▶ Aufgabenbeschreibung:
Nenne den US-Sportsender, dem Phil Jackson laut dem vorliegenden Text ein ausführliches Interview gegeben hat.

━━━━━ Vorliegender Text

BASKETBALL NBA-Star LeBron James gefällt nicht, wie Trainer­legende Phil Jackson seine ­Entourage nennt

Da sitzt ein Zweimetermann mit dem Habitus eines eleganten alten Herrn in der Umkleidekabine der New York Knicks im Madison Square Garden. Mitten zwischen 15 meist hochbezahlten Basketballern mit Namensschildchen am Revers. In der riesigen Arena an der Penn Station mitten in Manhattan – ihrer Spielstätte – haben die Knicks am Montag ihr erstes Team-Meeting der Saison abgehalten, und Klubpräsident Phil Jackson blieb stumm. „Er saß nur dabei und hat uns reden lassen“, sagt Knicks-Star Carmelo Anthony.

Geredet hat Jackson zuletzt genug – und unfreiwillig die Diskussion über alte weiße Männer aus der aktuellen US-Politik in die NBA gebracht. In einem ausführlichen Interview mit dem US-Sportsender ESPN sprach der 71-Jährige auch über Liga-Grande LeBron James von den Cleveland Cavaliers – und dessen kolportierte Kapricen aus vergangenen Jahren. „Du lässt dein Team nicht im Stich, weil du mit deiner Mutter und deiner Posse eine Extranacht in Cleveland verbringen willst. Es muss immer alles nach seinen Vorstellungen laufen.“ Das war der Startschuss für eine Debatte über unterschwelligen ­Rassismus in den Liga-Führungsetagen.

━━━━━━━━━━
━━━━━ Quellenauszug

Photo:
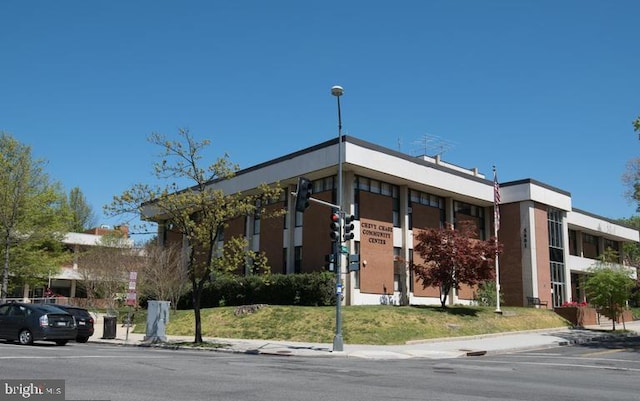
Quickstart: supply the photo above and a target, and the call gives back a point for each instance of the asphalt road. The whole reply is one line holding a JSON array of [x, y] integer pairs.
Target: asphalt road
[[591, 372]]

━━━━━━━━━━

▶ Lösung der Aufgabe:
Phil Jackson gab das Interview dem US-Sportsender ESPN.